━━ Input for this task ━━

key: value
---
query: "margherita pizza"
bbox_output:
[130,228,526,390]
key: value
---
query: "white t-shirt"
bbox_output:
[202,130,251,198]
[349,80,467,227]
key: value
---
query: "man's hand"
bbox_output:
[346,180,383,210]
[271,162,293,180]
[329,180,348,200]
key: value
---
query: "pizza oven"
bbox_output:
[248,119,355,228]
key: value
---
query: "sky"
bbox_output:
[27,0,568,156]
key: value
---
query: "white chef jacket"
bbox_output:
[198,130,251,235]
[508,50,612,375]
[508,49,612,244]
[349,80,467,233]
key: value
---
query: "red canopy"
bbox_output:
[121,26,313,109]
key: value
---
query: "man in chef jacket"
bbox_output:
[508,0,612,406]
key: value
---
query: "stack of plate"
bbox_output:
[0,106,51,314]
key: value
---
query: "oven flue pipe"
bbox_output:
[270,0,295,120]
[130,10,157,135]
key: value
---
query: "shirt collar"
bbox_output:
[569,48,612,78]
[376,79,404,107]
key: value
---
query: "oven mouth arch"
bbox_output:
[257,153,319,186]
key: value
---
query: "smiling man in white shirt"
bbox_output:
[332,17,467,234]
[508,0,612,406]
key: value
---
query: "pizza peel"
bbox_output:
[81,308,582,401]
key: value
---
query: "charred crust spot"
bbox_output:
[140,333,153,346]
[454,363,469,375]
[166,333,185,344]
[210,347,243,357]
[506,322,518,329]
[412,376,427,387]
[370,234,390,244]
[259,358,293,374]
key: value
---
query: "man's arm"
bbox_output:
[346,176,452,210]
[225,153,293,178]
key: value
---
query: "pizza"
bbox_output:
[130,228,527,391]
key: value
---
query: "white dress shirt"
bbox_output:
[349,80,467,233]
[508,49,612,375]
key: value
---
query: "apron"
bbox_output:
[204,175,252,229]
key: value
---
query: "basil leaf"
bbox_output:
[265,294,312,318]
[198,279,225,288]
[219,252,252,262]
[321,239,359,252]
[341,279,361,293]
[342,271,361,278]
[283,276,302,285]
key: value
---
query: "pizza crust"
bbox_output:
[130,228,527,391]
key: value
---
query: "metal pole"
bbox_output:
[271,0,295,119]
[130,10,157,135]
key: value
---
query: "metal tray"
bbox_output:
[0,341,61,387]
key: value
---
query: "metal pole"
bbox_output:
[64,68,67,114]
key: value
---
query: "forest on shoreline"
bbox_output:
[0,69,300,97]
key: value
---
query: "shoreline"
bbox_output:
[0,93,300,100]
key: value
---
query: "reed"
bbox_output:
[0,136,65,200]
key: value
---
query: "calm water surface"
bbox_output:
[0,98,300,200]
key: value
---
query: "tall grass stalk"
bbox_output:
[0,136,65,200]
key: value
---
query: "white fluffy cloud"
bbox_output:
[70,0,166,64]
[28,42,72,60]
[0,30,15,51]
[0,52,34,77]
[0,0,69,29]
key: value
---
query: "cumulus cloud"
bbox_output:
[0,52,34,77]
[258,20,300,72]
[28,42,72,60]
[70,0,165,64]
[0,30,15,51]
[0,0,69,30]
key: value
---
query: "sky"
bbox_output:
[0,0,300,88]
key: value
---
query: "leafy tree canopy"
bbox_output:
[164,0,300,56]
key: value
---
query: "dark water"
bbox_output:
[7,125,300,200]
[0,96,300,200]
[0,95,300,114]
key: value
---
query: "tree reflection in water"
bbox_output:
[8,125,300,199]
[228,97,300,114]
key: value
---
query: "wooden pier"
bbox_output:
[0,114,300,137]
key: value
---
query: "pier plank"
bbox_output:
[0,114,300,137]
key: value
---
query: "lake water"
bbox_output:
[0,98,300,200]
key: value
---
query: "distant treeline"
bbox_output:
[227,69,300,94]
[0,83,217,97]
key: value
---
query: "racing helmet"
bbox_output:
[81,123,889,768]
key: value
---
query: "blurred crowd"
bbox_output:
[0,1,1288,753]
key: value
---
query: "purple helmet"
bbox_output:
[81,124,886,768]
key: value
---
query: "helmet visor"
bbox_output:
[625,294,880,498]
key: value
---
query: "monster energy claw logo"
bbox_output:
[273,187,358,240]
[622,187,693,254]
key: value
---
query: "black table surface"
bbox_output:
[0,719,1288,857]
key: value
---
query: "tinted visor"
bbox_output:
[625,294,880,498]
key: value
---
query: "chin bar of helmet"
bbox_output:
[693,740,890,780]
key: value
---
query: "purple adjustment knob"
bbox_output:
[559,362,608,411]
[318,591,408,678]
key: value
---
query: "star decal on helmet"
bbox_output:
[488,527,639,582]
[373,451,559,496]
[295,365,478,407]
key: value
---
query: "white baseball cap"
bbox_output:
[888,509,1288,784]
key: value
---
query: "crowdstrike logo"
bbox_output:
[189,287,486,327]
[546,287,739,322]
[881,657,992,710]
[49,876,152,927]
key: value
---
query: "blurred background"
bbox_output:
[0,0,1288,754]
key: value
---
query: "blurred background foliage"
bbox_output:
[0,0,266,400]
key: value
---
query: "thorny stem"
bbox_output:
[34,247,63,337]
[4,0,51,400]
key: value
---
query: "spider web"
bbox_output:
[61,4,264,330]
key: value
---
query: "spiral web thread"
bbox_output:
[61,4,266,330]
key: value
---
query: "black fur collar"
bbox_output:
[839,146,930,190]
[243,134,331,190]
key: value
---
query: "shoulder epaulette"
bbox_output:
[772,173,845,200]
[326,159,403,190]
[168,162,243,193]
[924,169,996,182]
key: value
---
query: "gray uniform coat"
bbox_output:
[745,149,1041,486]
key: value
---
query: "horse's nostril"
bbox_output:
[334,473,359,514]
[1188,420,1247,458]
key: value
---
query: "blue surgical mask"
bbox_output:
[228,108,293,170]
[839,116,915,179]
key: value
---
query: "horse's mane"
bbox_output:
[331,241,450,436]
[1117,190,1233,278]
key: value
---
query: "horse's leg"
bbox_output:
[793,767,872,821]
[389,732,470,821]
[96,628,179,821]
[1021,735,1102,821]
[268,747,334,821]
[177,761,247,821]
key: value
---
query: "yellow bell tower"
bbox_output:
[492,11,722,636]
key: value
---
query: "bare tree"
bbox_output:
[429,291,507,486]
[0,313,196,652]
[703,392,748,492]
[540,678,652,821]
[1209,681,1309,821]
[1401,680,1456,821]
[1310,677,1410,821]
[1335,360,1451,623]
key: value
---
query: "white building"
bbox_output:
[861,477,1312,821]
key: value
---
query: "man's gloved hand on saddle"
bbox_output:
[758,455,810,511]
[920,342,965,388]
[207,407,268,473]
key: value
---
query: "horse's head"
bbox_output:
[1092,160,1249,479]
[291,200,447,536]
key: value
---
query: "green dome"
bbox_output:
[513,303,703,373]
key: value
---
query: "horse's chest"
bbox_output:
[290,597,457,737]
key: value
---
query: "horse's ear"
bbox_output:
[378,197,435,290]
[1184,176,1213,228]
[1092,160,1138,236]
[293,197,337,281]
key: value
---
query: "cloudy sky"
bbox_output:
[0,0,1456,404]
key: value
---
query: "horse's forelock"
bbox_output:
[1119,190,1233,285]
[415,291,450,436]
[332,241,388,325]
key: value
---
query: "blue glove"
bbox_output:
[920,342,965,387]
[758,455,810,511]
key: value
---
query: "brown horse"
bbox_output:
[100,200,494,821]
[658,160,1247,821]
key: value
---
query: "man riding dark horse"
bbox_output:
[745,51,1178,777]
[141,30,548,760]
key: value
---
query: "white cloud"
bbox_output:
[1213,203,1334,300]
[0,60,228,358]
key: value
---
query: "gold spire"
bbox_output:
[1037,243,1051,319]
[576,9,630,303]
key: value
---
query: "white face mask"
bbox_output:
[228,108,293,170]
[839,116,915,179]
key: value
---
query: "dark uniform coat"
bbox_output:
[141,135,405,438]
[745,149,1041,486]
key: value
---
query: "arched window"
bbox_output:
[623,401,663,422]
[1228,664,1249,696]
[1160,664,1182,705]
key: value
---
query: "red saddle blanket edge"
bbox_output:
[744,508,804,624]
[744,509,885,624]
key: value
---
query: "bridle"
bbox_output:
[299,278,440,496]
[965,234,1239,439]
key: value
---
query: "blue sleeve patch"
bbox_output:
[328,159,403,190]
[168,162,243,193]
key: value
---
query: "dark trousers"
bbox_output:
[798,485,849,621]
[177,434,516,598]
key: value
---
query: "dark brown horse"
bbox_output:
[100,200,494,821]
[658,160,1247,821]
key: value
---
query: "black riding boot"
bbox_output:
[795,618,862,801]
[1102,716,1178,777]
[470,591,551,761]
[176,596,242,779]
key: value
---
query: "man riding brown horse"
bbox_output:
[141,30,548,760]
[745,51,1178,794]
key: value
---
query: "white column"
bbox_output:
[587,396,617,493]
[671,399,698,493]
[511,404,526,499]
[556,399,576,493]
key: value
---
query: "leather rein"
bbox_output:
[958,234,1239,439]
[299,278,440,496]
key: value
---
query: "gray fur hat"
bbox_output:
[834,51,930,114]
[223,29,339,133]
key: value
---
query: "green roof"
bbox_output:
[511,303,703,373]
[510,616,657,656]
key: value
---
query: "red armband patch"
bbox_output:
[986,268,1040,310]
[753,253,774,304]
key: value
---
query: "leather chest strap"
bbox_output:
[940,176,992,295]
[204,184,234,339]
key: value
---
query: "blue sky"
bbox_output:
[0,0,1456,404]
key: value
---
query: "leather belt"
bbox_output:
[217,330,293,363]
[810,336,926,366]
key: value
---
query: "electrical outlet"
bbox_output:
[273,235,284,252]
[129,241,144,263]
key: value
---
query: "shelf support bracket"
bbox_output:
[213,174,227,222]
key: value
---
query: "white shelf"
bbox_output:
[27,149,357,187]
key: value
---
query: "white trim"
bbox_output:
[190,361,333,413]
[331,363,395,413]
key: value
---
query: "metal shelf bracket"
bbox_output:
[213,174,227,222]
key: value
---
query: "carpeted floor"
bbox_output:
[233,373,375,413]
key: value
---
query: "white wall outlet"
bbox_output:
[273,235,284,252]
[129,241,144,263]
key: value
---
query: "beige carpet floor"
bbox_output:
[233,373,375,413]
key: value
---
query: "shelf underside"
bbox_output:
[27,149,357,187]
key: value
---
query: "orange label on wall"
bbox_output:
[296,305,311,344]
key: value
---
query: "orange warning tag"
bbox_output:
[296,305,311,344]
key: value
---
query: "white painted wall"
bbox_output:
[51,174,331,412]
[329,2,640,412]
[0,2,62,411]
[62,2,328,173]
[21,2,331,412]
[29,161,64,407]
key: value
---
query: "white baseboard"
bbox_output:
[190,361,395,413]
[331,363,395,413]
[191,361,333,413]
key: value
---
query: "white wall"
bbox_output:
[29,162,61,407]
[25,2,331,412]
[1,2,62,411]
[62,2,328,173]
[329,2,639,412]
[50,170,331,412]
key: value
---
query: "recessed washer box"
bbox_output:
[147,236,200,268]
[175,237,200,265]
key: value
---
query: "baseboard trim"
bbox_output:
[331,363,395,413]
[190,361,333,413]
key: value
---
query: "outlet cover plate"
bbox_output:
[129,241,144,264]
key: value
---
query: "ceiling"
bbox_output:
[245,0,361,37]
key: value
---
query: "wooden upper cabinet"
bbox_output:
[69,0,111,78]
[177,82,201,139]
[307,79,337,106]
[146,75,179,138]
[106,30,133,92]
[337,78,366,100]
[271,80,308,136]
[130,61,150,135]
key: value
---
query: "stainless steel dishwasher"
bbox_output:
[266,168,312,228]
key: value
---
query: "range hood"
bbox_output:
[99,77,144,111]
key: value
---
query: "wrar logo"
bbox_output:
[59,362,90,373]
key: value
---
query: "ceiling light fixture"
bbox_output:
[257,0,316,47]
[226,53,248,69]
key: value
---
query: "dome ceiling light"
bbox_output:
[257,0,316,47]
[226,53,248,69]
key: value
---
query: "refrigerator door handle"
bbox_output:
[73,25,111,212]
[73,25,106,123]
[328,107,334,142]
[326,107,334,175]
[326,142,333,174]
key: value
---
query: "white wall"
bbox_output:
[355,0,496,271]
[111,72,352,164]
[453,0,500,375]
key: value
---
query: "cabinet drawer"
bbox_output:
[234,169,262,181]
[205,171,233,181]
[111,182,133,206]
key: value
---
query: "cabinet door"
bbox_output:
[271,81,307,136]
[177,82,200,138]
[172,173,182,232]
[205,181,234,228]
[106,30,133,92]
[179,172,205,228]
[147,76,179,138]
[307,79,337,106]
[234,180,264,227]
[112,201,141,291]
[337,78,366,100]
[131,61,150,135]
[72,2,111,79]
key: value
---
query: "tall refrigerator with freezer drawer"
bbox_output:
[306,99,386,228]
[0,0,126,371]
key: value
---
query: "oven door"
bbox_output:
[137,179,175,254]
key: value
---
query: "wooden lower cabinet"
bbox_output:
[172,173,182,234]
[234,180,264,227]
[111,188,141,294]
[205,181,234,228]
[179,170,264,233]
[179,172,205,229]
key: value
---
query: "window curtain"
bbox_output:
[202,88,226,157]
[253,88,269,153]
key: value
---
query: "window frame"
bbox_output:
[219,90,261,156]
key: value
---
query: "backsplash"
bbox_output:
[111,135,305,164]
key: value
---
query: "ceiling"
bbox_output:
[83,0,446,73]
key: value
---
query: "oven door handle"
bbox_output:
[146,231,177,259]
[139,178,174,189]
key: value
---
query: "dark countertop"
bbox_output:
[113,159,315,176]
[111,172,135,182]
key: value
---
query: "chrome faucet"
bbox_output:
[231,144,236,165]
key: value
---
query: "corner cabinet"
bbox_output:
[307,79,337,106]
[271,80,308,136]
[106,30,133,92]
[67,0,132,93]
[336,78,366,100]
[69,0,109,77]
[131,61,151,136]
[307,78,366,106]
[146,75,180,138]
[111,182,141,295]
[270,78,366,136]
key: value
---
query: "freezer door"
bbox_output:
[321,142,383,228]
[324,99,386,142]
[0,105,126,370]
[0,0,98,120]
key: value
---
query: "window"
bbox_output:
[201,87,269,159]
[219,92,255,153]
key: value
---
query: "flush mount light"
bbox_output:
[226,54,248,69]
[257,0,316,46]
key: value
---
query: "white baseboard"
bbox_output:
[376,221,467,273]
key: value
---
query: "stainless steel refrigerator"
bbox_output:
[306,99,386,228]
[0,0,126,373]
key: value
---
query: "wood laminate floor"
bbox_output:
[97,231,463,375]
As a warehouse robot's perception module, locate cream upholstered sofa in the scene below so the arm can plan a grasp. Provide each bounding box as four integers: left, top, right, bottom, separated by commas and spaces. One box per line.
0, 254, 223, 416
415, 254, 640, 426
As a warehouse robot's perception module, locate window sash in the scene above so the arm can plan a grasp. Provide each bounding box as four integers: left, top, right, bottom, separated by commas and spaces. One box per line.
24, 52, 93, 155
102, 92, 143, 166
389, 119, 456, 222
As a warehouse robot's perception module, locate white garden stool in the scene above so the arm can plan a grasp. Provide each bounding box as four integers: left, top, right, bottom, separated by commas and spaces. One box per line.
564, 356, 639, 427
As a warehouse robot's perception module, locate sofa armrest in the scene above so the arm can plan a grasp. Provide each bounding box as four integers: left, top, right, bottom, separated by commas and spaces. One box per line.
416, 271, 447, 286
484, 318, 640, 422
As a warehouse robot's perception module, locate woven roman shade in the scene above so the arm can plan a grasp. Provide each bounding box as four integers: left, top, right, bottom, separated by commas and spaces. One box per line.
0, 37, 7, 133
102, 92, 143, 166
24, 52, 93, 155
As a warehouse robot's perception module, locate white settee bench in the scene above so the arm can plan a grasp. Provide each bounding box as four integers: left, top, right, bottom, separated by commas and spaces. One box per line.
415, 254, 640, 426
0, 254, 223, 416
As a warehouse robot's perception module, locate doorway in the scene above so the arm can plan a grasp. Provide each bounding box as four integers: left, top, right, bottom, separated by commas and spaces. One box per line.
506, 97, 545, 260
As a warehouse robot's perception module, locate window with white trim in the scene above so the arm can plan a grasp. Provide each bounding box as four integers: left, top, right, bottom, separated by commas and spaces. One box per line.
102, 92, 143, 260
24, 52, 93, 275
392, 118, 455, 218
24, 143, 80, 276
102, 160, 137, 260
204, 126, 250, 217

━━━

* _What you are asked to do_
Reproduce every line from the start of the entries through the line containing "[27,0,568,156]", adding 139 to each bounding-box coordinate and leaving all other text unchanged.

* _Exercise response_
key: value
---
query: "margherita pizza"
bbox_output:
[269,367,665,529]
key: value
---
query: "white t-shirt"
bbox_output:
[341,269,390,337]
[488,219,606,366]
key: value
---
query: "man's hand"
bbox_output:
[485,319,522,349]
[410,301,432,319]
[468,319,487,339]
key: value
---
query: "pizza oven"
bbox_output:
[387,258,494,367]
key: value
---
query: "sky"
bbox_output:
[166,139,707,295]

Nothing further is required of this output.